Your objective: Locate every line in the records below that contains the word "face" and copy each of those lines in full. Case counts.
--- Start of Supplied data ---
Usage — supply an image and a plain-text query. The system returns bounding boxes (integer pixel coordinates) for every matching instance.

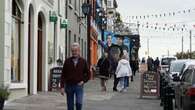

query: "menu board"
[140,71,159,97]
[50,67,63,91]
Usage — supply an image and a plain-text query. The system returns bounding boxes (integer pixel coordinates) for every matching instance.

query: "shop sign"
[60,19,68,28]
[49,11,58,22]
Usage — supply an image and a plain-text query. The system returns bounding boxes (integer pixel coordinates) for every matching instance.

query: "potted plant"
[0,86,10,110]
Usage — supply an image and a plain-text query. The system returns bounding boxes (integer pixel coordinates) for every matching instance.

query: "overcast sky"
[117,0,195,57]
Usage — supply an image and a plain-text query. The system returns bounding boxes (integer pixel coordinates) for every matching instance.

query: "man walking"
[61,43,90,110]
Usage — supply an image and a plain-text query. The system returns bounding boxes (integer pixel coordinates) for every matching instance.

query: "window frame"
[11,0,23,83]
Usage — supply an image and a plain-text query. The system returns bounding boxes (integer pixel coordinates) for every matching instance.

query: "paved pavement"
[4,73,163,110]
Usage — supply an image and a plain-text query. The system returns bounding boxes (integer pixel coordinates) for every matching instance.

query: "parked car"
[175,61,195,110]
[160,56,177,72]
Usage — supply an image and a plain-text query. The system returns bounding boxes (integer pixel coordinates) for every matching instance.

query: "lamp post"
[81,0,91,65]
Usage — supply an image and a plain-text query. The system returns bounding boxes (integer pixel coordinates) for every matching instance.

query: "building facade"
[0,0,87,99]
[106,0,118,32]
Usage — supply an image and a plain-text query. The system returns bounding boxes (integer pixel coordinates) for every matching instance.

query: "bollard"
[160,76,168,106]
[163,85,174,110]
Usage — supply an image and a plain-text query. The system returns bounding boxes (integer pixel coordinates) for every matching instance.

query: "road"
[5,73,163,110]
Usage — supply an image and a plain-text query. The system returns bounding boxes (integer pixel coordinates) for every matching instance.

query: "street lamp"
[80,0,91,65]
[81,3,91,17]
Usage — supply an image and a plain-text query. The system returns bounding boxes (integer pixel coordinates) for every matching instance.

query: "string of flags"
[133,21,195,32]
[130,8,195,20]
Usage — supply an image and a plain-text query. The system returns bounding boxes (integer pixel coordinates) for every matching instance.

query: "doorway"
[37,12,44,91]
[28,5,34,94]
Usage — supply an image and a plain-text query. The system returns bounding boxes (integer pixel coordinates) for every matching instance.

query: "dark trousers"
[65,84,83,110]
[113,74,119,90]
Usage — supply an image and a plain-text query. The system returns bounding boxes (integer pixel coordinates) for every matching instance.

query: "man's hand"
[60,88,64,95]
[78,81,84,86]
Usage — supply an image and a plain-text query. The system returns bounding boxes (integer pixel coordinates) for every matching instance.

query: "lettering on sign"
[140,71,159,97]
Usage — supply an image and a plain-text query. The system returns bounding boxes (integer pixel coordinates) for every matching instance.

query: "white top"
[115,59,132,78]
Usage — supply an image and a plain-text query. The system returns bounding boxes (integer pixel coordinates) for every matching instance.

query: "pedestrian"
[115,55,132,92]
[97,52,111,92]
[154,57,160,72]
[60,43,90,110]
[147,56,154,71]
[130,59,136,82]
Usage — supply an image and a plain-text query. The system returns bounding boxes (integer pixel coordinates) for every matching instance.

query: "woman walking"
[97,52,110,92]
[115,55,132,92]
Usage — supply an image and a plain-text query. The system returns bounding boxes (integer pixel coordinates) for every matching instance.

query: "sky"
[117,0,195,58]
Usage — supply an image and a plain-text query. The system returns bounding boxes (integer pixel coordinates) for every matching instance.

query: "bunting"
[130,8,195,20]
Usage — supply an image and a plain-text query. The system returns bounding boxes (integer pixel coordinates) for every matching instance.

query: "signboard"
[140,71,159,98]
[60,19,68,28]
[49,11,58,22]
[49,67,63,91]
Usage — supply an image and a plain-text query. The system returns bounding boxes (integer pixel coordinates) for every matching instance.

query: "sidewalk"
[5,73,163,110]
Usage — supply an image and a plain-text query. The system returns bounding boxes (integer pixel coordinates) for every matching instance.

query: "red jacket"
[60,57,90,88]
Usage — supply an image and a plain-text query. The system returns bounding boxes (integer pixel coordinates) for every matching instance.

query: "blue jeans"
[65,84,83,110]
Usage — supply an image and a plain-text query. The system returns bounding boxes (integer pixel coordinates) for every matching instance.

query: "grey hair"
[71,42,80,49]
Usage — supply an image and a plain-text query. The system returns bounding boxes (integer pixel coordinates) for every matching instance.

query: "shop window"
[11,0,22,82]
[74,0,77,10]
[74,34,77,42]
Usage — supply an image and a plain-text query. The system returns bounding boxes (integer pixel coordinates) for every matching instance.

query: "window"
[74,34,77,42]
[182,69,193,83]
[74,0,77,10]
[11,0,22,82]
[84,42,87,58]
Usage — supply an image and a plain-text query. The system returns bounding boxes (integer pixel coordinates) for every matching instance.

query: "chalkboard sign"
[49,67,63,91]
[140,71,159,97]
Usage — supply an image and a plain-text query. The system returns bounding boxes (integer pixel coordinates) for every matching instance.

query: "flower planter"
[0,99,5,110]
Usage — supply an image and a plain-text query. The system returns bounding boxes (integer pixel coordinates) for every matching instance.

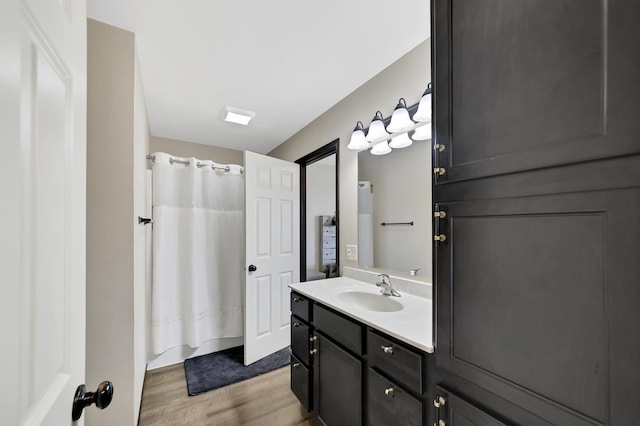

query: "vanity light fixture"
[367,111,389,143]
[347,83,433,155]
[222,106,256,126]
[387,98,415,133]
[413,83,432,123]
[389,133,413,149]
[347,121,369,149]
[411,123,431,141]
[371,141,391,155]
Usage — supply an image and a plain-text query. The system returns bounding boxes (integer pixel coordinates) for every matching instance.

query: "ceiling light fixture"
[413,83,431,123]
[222,106,256,126]
[347,83,432,155]
[347,121,369,149]
[387,98,415,133]
[367,111,389,143]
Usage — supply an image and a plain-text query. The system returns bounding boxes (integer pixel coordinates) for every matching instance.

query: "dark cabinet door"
[436,387,507,426]
[313,333,362,426]
[433,0,640,425]
[291,315,311,367]
[432,0,640,182]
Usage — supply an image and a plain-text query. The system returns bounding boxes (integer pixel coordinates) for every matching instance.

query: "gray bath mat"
[184,346,291,395]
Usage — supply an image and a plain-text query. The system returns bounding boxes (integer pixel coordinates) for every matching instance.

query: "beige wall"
[85,19,149,425]
[269,40,431,268]
[149,136,244,164]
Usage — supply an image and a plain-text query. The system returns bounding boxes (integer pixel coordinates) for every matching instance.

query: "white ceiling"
[87,0,429,153]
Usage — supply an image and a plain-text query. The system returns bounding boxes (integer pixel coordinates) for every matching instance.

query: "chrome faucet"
[376,274,400,297]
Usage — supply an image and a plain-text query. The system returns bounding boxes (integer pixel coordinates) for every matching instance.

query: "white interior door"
[0,0,86,425]
[244,151,300,365]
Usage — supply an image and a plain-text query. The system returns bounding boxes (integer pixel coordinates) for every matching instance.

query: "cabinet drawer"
[313,305,362,356]
[367,330,424,394]
[322,225,336,237]
[322,248,336,262]
[291,356,313,411]
[291,291,311,322]
[367,369,422,426]
[291,315,310,365]
[322,237,336,249]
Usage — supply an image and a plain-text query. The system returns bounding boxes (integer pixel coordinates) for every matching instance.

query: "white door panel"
[244,152,300,365]
[0,0,86,425]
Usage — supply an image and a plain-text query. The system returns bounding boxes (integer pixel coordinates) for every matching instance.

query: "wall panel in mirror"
[358,140,432,279]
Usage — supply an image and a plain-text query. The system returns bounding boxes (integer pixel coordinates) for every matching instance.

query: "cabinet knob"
[433,395,447,408]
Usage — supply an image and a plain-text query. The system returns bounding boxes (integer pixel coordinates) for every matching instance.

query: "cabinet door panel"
[291,315,311,366]
[436,189,640,425]
[291,356,313,411]
[314,333,362,426]
[367,369,423,426]
[434,0,640,182]
[436,387,507,426]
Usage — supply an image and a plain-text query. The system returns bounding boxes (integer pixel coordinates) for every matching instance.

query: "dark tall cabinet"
[432,0,640,425]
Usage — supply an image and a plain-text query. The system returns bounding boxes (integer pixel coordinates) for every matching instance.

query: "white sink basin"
[337,291,402,312]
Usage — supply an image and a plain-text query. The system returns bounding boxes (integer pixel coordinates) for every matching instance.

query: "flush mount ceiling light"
[367,111,389,143]
[347,121,369,149]
[371,141,391,155]
[222,106,256,126]
[387,98,415,133]
[413,83,431,122]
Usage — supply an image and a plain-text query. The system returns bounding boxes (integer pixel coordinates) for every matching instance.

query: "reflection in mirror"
[305,154,338,281]
[358,140,432,280]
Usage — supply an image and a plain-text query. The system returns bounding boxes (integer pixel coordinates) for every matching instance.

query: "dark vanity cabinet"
[291,292,313,411]
[291,292,431,426]
[432,0,640,426]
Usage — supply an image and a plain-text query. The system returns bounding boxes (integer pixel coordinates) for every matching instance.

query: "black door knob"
[71,380,113,421]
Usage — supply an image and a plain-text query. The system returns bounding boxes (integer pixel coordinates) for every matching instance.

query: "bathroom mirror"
[358,139,432,282]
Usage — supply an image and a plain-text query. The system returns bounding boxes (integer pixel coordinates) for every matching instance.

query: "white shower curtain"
[151,153,244,354]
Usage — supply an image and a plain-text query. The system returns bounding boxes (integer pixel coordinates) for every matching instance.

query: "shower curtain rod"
[147,155,244,173]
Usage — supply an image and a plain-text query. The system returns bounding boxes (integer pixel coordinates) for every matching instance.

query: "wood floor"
[138,364,312,426]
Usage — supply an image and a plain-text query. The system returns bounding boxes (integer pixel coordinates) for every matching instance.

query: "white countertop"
[289,277,433,353]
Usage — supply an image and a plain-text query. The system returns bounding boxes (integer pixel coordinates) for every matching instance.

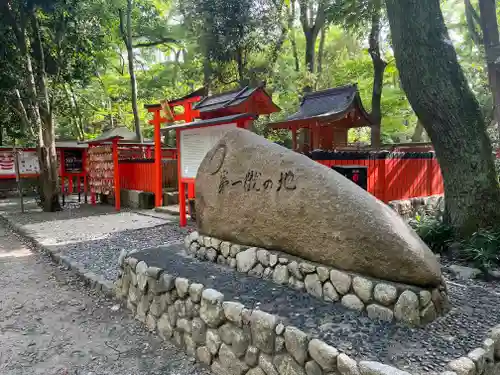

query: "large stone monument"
[196,129,441,287]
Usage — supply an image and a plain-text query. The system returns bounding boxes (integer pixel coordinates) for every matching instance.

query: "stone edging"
[115,254,500,375]
[184,232,449,325]
[0,210,500,375]
[116,254,408,375]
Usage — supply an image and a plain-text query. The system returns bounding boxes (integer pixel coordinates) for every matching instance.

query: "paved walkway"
[0,223,208,375]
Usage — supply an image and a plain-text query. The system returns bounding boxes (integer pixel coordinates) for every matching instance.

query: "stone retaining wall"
[389,195,444,220]
[185,232,449,325]
[115,253,500,375]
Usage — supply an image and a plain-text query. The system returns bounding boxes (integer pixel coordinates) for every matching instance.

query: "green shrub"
[410,215,454,254]
[460,229,500,270]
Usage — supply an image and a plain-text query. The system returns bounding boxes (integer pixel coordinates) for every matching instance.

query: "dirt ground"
[0,223,208,375]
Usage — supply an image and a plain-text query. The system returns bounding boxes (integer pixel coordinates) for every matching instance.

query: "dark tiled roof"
[144,87,207,109]
[287,85,366,121]
[194,86,260,112]
[161,113,256,131]
[82,126,151,143]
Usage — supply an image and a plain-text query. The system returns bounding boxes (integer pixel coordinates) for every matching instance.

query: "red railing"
[310,152,444,202]
[119,159,155,193]
[118,144,177,160]
[119,159,177,193]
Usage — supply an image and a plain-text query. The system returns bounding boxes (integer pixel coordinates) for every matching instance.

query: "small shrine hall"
[268,85,374,153]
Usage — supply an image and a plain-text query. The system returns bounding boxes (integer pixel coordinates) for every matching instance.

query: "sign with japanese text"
[180,124,236,178]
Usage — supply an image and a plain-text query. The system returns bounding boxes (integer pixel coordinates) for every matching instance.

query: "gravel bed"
[0,200,500,373]
[134,245,500,373]
[0,200,191,281]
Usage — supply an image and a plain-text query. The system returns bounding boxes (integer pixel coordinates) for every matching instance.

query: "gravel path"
[0,224,209,375]
[0,200,500,373]
[134,245,500,373]
[0,199,191,281]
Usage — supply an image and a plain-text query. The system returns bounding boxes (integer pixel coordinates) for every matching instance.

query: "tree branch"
[299,0,311,32]
[464,0,483,46]
[118,9,129,48]
[14,89,30,133]
[132,37,179,48]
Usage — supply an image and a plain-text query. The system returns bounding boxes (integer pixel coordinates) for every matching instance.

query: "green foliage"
[460,229,500,270]
[410,215,454,254]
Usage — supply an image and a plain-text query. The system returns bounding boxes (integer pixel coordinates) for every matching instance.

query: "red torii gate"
[144,88,206,207]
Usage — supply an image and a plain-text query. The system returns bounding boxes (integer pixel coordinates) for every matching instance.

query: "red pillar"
[153,110,163,207]
[180,130,187,227]
[113,139,120,211]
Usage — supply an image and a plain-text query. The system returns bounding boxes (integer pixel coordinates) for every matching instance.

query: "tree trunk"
[122,0,142,143]
[479,0,500,142]
[386,0,500,235]
[64,84,84,141]
[305,30,316,73]
[368,0,387,148]
[31,12,61,212]
[316,26,328,88]
[288,1,300,72]
[411,120,424,143]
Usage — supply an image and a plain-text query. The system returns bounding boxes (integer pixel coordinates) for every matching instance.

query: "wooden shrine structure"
[162,85,280,226]
[268,85,374,153]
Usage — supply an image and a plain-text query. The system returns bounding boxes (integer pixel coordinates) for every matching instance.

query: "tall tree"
[386,0,500,234]
[464,0,500,138]
[299,0,329,92]
[368,0,387,147]
[2,0,60,211]
[119,0,142,143]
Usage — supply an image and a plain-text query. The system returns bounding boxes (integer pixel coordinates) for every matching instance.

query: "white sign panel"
[180,124,236,178]
[0,150,16,175]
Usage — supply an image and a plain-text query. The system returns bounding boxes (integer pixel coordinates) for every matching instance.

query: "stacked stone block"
[115,251,500,375]
[185,232,449,326]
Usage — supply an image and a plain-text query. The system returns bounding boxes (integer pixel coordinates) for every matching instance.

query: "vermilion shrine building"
[268,85,374,153]
[0,85,443,222]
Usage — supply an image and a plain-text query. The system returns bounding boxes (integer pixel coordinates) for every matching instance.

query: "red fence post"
[113,139,120,211]
[176,129,187,227]
[153,110,163,207]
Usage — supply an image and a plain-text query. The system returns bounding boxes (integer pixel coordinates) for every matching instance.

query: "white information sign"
[180,124,236,178]
[0,150,16,175]
[19,151,40,174]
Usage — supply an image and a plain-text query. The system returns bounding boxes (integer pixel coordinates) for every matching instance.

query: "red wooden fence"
[309,151,444,202]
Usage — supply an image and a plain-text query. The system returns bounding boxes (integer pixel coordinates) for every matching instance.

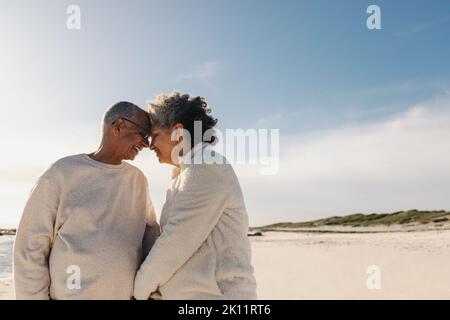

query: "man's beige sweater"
[14,154,159,299]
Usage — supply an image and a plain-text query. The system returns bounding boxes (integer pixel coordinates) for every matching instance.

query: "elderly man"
[14,102,160,299]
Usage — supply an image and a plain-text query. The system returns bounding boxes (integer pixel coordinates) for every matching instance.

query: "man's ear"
[112,118,125,137]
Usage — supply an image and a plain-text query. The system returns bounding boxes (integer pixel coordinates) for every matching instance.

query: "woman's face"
[150,125,180,165]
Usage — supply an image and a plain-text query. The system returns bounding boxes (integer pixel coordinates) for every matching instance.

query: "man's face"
[150,127,178,164]
[116,112,150,160]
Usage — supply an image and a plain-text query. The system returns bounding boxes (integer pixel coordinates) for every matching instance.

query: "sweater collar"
[178,142,209,171]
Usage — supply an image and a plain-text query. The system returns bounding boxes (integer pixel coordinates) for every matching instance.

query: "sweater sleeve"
[134,165,228,299]
[14,169,59,300]
[142,183,161,258]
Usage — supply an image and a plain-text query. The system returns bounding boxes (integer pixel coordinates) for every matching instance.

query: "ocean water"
[0,236,14,278]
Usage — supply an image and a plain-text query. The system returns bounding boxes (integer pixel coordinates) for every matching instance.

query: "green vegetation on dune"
[252,210,450,231]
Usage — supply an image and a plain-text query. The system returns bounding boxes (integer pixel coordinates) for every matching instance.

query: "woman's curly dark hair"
[148,91,217,147]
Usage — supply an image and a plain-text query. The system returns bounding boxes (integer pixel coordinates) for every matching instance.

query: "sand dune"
[0,230,450,299]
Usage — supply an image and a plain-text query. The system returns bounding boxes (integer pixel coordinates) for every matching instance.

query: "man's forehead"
[134,111,150,130]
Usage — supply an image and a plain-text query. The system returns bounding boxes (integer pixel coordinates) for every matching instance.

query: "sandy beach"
[0,230,450,299]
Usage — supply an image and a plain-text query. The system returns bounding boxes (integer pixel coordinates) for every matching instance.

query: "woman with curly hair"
[134,92,256,300]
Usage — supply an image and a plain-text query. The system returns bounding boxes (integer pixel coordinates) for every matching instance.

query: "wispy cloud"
[394,15,450,38]
[236,97,450,225]
[175,61,219,82]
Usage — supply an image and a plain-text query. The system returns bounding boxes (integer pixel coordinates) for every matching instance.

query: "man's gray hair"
[103,101,145,125]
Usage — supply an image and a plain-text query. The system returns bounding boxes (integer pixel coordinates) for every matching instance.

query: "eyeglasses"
[111,117,150,143]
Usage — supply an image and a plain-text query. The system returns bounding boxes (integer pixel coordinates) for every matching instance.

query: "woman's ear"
[172,123,184,142]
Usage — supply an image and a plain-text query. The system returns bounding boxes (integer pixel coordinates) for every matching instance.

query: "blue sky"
[0,0,450,225]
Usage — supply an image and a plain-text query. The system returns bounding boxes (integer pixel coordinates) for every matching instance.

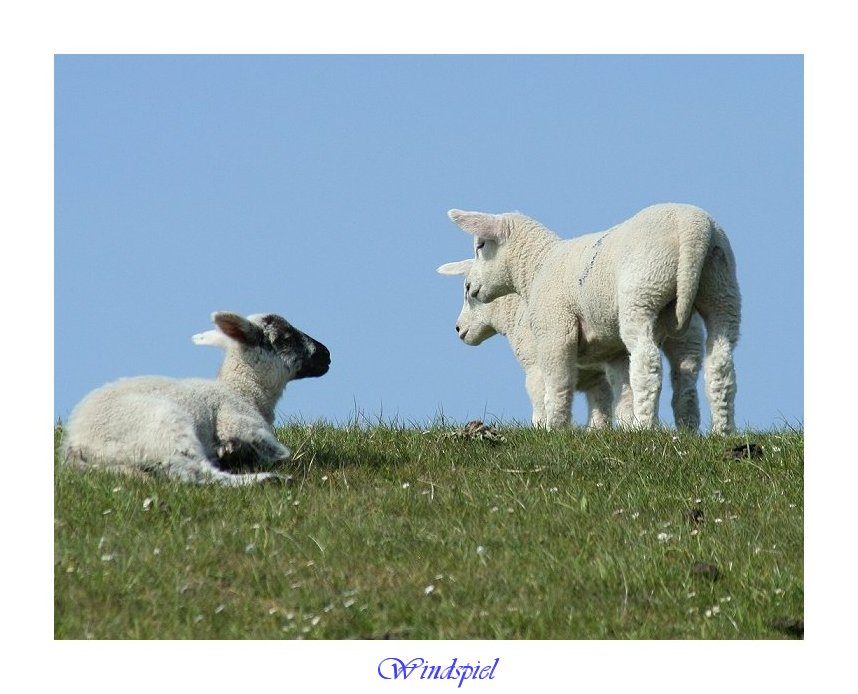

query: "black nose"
[296,338,331,378]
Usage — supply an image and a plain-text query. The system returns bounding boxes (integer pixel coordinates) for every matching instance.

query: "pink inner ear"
[450,210,503,240]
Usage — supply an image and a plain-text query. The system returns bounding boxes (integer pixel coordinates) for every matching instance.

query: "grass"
[54,423,804,639]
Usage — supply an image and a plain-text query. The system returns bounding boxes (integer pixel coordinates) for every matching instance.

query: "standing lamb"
[449,203,741,434]
[438,258,704,431]
[438,258,619,429]
[61,312,331,486]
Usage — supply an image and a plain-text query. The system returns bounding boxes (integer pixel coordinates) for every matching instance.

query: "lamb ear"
[212,311,259,344]
[437,258,474,275]
[447,210,506,241]
[191,330,229,349]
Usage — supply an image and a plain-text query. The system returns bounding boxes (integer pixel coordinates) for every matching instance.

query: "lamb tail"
[676,210,715,331]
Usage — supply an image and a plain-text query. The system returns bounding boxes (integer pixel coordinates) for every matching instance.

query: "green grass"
[54,424,804,639]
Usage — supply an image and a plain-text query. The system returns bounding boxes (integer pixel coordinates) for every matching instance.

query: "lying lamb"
[62,312,331,486]
[449,204,741,434]
[438,258,703,430]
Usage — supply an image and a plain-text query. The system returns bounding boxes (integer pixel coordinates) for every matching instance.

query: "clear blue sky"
[54,55,804,429]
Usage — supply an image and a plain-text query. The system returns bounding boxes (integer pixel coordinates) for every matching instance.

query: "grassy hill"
[54,423,804,639]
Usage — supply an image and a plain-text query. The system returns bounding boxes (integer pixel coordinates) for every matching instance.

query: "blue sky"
[54,55,804,429]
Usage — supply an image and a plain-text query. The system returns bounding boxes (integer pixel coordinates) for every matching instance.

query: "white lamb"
[449,204,741,434]
[438,258,703,430]
[62,312,331,486]
[438,259,620,429]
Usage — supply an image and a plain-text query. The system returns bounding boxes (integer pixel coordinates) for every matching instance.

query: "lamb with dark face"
[62,311,331,485]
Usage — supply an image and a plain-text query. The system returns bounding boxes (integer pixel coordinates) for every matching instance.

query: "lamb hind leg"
[662,314,704,431]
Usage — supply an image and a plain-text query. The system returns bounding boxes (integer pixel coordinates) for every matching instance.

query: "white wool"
[438,259,703,430]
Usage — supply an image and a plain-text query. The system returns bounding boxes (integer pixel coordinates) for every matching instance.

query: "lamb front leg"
[539,341,578,430]
[215,417,292,470]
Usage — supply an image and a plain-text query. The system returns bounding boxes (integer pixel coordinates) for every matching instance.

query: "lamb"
[448,203,741,434]
[438,258,703,430]
[61,311,331,486]
[438,259,614,429]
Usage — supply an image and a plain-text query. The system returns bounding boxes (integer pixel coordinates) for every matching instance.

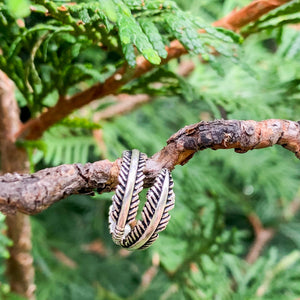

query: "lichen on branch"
[0,119,300,214]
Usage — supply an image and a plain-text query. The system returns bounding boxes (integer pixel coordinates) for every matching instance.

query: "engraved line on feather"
[121,169,175,250]
[109,149,147,244]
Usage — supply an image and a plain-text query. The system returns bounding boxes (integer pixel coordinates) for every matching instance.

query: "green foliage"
[0,0,236,114]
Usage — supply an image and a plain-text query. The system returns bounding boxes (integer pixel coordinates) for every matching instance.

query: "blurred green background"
[0,0,300,300]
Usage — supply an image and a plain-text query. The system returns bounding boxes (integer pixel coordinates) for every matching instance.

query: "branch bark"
[16,0,290,140]
[0,71,35,299]
[0,119,300,214]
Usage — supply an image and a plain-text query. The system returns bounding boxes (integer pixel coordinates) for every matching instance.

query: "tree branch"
[0,119,300,214]
[0,71,35,300]
[16,0,290,140]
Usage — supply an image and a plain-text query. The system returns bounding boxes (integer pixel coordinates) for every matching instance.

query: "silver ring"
[109,150,175,250]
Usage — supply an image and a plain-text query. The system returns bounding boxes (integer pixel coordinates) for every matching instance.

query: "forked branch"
[0,119,300,214]
[16,0,290,140]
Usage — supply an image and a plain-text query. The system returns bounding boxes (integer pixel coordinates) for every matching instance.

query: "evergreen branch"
[16,0,287,139]
[0,119,300,214]
[0,71,36,299]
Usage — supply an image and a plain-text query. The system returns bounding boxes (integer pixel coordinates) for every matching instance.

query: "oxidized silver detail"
[121,169,175,250]
[109,149,147,245]
[109,149,175,250]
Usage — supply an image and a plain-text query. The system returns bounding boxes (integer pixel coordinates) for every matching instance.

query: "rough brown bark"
[16,0,290,140]
[0,119,300,214]
[0,71,35,299]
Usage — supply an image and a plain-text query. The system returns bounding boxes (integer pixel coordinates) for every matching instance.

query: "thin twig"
[0,119,300,214]
[16,0,287,139]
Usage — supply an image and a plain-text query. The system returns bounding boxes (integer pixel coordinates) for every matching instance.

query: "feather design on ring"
[109,149,147,245]
[121,169,175,250]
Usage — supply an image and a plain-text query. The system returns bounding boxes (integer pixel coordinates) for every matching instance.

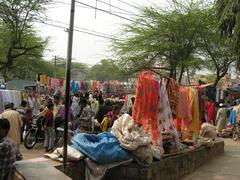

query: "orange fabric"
[166,79,179,115]
[184,88,200,140]
[132,71,160,146]
[40,74,48,85]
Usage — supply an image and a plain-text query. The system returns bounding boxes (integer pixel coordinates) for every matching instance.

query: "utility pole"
[54,56,57,78]
[63,0,75,173]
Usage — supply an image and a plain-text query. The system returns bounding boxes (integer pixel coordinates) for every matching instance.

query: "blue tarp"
[72,132,133,164]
--- End of Supplied data ---
Response:
query: "woman's face"
query: "man's face"
query: "lamb with dark face"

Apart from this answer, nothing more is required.